**Required task A**
Pick out and copy every line of the records below that contains the string "steep". Case counts.

**Text extract**
━━━━━━━━━━━━━━━━━━━━

- VISA Process:
Kuwaiti (and GCC) nationals need a visa to Cuba. Each national need to contact the Cuban Embassy in their country or the visa services office to inquire about the requirements.
In Kuwait, this is what you’ll need:
– A photocopy of your passport (The passport itself is not needed)
– A personal photo (sometimes not required)
– Hotel + Flight reservations
– Application Form to be filled in the embassy itself
- Duration of my stay: 7 days (3 nights in Havana, one night in Trenidad de Cuba and 2 nights in Varadero)
the faster route the cheapest route, but you really have MANY options. As I mentioned in my previous post about Cuba. To add to it, you could always go through the Bahamas, Cayman Islands or else.
My Route was as follows: Kuwait – Abudhabi – Frankfurt – Havana and return via Istanbul (around 23 hours? more or less)
*** One big issue with this flight I took, my bags never made it to Havana via Frankfurt.
I was flying on Condor – A Thomas Cook Group flight, and had a very tight transit time (55 minutes). Unfortunately, I dealt with an impolite Condor representative, where she had confirmed 3 times that my bags were on board and 3 times dismissed me to “take care of other travelers”. The only reason I’m writing this, is because I was left with no bags for 4 days in Havana with not even a compensation from Condor.
FYI – shopping in Havana is VERY overpriced. I spent a fortune (i’m not exaggerating) just to buy shampoo, conditioner, toothbrush & paste, body gel and t-shirts for the days we have no clothes. S
Stay: I stayed at a penthouse via Casa Particular. This is a tricky situation, if you’re comfortable staying at one of those, go for it at your own risk. Otherwise, stick to Hotel Saratoga in Old Town Havana, Nacional Hotel or read about the houses/rooms rented via the locals such as Casa de Miriam Y Sinai.

━━━━━━━━━━━━━━━━━━━━

**Data shown**

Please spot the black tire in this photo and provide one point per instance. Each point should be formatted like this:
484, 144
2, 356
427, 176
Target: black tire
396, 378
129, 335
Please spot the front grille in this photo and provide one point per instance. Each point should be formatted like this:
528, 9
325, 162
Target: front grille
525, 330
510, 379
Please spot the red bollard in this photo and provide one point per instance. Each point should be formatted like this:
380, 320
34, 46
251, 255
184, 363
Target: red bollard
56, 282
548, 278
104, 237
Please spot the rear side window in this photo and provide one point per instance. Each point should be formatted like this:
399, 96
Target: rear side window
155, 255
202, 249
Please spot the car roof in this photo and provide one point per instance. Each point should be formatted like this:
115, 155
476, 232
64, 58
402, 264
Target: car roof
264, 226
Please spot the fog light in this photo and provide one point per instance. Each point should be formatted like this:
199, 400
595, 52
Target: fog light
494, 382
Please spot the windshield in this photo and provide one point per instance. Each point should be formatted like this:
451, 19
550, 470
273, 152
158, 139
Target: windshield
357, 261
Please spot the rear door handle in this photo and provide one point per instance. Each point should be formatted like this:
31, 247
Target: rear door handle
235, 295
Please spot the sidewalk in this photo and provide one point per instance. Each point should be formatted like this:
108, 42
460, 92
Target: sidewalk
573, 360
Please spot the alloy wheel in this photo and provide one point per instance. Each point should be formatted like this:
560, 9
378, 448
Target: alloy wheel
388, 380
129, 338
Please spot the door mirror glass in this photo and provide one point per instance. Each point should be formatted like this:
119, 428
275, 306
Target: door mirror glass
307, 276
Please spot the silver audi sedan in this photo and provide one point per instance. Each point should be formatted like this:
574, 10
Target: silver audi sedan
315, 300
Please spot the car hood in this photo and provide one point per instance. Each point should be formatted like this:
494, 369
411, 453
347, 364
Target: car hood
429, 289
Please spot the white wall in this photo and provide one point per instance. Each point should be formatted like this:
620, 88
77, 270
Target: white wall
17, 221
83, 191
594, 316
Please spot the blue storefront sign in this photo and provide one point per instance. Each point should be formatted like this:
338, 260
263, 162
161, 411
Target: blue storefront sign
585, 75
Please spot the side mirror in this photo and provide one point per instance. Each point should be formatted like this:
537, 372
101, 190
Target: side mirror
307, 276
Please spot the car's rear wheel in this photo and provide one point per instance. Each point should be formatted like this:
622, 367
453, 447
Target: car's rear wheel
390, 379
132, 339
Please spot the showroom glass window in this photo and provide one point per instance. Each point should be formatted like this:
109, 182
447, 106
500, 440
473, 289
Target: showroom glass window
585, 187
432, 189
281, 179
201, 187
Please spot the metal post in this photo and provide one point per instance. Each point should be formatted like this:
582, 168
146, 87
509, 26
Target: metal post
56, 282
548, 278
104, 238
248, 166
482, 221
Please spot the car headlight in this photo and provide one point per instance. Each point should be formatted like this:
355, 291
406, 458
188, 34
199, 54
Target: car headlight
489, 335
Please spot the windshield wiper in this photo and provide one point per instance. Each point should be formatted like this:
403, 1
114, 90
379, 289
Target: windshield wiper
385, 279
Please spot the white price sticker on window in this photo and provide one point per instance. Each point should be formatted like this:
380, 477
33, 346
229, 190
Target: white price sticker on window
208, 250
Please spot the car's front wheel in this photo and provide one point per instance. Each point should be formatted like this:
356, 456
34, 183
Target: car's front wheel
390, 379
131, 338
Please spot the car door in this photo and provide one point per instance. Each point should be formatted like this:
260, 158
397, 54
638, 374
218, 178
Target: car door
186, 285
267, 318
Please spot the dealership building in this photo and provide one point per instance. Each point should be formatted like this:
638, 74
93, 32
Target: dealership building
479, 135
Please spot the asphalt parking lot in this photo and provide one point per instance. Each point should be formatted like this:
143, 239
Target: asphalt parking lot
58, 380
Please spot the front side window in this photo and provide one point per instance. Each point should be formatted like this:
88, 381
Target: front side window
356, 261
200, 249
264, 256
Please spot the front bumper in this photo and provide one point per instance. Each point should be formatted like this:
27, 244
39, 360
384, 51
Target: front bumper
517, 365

━━━━━━━━━━━━━━━━━━━━

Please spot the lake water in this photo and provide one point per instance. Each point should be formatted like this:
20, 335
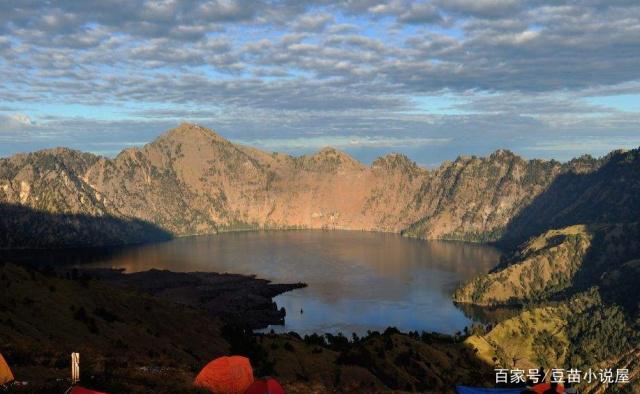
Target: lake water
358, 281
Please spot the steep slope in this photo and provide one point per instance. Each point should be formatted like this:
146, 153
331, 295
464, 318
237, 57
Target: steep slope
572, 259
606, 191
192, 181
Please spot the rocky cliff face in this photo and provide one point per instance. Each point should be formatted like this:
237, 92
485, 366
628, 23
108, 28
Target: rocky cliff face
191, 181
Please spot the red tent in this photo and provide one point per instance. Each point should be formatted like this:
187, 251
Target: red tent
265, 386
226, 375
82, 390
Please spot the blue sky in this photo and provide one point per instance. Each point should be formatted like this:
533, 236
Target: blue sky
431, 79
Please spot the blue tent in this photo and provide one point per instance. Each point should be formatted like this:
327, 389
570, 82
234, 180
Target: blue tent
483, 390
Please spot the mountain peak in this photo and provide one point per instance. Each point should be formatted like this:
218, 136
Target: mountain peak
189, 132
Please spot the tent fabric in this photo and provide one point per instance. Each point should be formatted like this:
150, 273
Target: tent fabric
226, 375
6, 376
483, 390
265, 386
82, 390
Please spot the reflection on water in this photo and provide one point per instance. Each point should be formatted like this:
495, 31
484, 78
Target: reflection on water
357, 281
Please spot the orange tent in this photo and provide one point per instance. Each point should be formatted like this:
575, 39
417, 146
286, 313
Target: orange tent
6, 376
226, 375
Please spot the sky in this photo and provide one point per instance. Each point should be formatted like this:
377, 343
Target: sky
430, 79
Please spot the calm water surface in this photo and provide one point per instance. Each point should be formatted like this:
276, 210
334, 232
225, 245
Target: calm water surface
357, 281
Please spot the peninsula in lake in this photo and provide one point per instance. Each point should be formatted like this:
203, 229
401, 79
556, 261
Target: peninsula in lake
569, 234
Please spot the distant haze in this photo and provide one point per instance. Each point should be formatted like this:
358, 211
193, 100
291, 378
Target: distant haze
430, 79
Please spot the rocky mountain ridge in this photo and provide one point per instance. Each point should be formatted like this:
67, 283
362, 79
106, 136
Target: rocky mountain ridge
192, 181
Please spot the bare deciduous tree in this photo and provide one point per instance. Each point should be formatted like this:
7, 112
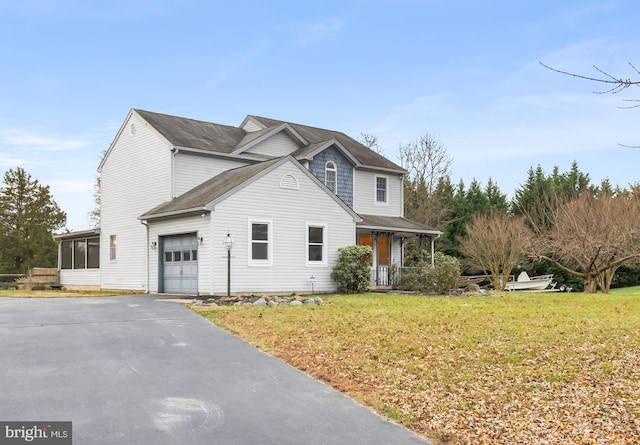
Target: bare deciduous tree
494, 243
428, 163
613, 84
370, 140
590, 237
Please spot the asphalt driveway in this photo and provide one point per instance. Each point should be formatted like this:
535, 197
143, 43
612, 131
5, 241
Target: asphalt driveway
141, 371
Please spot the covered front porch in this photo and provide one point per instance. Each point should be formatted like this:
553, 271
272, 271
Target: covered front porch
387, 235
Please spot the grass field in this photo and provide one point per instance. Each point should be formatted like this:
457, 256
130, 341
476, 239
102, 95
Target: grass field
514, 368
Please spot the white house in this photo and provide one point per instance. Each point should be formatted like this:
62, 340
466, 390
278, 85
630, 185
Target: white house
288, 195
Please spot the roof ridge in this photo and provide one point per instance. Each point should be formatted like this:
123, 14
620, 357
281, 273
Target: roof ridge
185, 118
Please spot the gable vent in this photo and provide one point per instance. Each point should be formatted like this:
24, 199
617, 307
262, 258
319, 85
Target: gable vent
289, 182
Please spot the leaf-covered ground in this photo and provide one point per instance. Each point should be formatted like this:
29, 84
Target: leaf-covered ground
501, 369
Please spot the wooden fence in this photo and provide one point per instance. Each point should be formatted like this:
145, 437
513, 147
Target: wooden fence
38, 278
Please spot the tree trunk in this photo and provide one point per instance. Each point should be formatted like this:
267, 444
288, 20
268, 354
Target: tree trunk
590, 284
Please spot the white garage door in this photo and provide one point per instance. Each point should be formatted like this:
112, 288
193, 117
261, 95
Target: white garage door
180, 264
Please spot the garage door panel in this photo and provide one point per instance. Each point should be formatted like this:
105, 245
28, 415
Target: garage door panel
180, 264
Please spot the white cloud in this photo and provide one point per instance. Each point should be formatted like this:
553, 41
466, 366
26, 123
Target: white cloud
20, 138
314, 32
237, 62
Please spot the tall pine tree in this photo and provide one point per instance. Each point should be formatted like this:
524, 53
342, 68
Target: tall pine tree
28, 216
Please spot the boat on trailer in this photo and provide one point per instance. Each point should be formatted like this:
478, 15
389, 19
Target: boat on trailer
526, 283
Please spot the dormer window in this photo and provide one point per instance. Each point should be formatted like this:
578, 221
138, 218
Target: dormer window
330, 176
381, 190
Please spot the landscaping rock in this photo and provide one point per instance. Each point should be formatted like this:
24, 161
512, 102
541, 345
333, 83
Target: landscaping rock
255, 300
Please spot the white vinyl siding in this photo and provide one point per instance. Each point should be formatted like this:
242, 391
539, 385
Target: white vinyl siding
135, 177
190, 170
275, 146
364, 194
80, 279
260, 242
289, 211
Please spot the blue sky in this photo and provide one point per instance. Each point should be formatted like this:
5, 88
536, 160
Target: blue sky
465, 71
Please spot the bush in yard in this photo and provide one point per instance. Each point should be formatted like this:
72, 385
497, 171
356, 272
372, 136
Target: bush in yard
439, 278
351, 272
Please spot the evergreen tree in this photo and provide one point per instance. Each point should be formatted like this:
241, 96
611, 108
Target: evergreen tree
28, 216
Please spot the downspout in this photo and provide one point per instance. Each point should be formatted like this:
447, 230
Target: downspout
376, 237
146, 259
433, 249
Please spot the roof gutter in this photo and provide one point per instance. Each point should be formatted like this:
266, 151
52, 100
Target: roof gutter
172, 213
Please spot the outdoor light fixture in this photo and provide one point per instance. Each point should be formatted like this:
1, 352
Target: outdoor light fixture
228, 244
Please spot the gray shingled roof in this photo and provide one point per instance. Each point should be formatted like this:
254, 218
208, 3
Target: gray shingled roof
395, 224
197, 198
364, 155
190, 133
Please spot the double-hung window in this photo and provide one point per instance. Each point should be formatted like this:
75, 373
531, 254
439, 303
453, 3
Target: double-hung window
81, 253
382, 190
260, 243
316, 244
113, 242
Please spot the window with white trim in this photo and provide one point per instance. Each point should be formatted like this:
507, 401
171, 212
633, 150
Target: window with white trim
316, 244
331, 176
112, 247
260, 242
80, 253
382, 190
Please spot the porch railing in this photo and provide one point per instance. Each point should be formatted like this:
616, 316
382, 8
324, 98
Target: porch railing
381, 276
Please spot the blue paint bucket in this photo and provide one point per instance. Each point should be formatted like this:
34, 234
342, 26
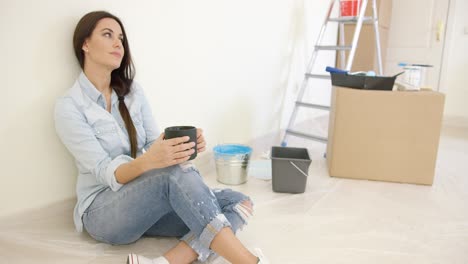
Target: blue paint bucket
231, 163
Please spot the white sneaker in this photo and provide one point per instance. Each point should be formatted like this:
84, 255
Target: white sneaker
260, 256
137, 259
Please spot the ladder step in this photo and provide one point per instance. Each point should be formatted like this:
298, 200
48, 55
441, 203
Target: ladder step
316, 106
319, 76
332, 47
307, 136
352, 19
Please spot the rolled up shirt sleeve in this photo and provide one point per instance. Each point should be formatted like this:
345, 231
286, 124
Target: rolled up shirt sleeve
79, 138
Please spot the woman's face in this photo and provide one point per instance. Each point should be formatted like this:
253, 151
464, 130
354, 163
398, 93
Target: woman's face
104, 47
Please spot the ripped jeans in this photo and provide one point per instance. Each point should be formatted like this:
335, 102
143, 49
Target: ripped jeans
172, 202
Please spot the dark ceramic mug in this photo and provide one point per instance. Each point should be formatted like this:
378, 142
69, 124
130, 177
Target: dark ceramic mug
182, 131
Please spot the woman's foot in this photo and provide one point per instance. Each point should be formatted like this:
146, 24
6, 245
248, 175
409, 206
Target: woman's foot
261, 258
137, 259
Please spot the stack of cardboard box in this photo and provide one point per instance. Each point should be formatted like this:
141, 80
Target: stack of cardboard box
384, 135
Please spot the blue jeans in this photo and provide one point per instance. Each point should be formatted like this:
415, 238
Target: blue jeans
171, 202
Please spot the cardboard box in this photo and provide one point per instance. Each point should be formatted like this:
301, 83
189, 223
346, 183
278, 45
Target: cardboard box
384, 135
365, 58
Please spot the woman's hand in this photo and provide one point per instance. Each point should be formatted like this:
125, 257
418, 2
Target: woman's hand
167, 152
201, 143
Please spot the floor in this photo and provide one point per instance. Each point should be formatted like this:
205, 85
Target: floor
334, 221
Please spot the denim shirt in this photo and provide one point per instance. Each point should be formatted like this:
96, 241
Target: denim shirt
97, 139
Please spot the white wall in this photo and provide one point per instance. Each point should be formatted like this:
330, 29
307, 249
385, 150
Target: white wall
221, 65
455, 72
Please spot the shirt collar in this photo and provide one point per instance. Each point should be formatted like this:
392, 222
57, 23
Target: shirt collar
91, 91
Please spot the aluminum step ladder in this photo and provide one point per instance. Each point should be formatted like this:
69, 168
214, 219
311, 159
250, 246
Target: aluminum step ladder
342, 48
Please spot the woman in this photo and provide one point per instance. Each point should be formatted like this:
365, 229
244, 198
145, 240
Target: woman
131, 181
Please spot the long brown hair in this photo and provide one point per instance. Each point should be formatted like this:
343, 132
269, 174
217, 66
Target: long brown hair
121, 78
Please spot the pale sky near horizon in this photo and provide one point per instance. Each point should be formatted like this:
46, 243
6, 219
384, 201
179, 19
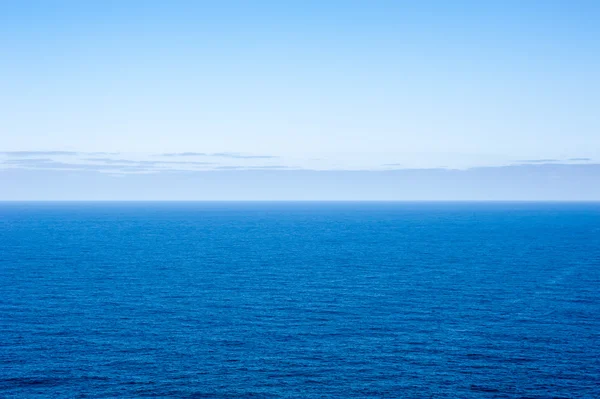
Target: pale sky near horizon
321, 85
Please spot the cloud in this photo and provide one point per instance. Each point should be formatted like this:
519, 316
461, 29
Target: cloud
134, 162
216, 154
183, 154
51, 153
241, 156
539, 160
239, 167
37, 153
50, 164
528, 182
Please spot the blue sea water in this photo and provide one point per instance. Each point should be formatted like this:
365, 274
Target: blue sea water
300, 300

━━━━━━━━━━━━━━━━━━━━

**Required task B**
Take the Cuba travel text above further, starting right after its last sentence.

**Reply A**
Please spot the steep slope in this photo and provide one point per instance. Each point should be formatted like this:
Target: steep slope

**Reply B**
– Museo Revolucion
– Plaza Vieja
– East of Havana, go on top of the hill
– Eat ice cream at the famous Coppelia Ice Cream parlour for the true Habanero experience (Yes, this is part of activities and an activity you must do)
– Rio Mar
– Vistamar (1st Av and 22 strt)
– Litoral (on Al Malecon)
– El Templete
– Restaurante Dona Eutimia
– A coffee/bakery/pastry shop next to Dona Eutimia, is a place called Bambini .. very cute!!
– La Fontana
– Tropicana show; touristy and commercial but definitely a nice experience for a first time visit to Cuba
– Up & down
– Saratoga Hotel Rooftop Bar
– 304 O’Reilly
– Casa de La Musica (All salsa, live band)
2. Trinidad de Cuba (UNESCO World Heritage Site)
Stay: For the first time ever, and since it’s a one night stay, I decided to book in a hostel. It’s called Dr Suarez & Sra Addys. The owners the same day of booking dropped me an email expressing their excitement to have us at their home. I loved loved my stay at this place, couldn’t have asked for a better experience in Trinidad!
The hostel has two rooms, each room fits two persons max. However, we needed an extra room, so the owners arranged for our friend to stay at the opposite house/hostel. If you need more rooms, just ask them and they’ll organize it.
Another option which I was looking at before booking with Dr Suarez is a hotel called Iberostar, which is the best recommended in Trinidad.
– Valle de Los Ingenios Tour (RECOMMENDED!), I booked my tour via Havana Tour Company. This tour is about 19th-century sugar and slave trade! SUPER interesting.
– Walk around the town, it’s a very small place, so just walk around and explore yourself
– Check out Plaza Mayor
– Train trip to the Valley of the Sugar Mills
– Hiking the Escambray mountains
– Checkout Galeria Pincelada Colonial
Since my trip to Trinidad was super short, the place I got to try was:
1- San Jose
Actually, there was another restaurant that I absolutely hated, so won’t even bother to write it down.
Stay: Melia Varadero Hotel is where I stayed, and where I recommend
Things to do:
– Go on a Catamaran to Cayo Blanco Island
– Varadero is all about the beach, so just relax and enjoy your hotel’s facilities and massages
– For the night, a place called La Rumba was recommended to us
Other destinations I stumbled upon that look interesting, you could look into more:
Cayo Largo & Cayo Coco – I read that these islands have two of the most beautiful beaches! – Not accessible via car
Useful websites other than this amazing post ofcourse;
I used these websites to book my hotels:
– I recommend you to hire a driver & rent a car for the whole period in Cuba. The driver most of the time act as a tour guide, where he’ll recommend the best places to see, reserve for restaurants when needed and take care of things.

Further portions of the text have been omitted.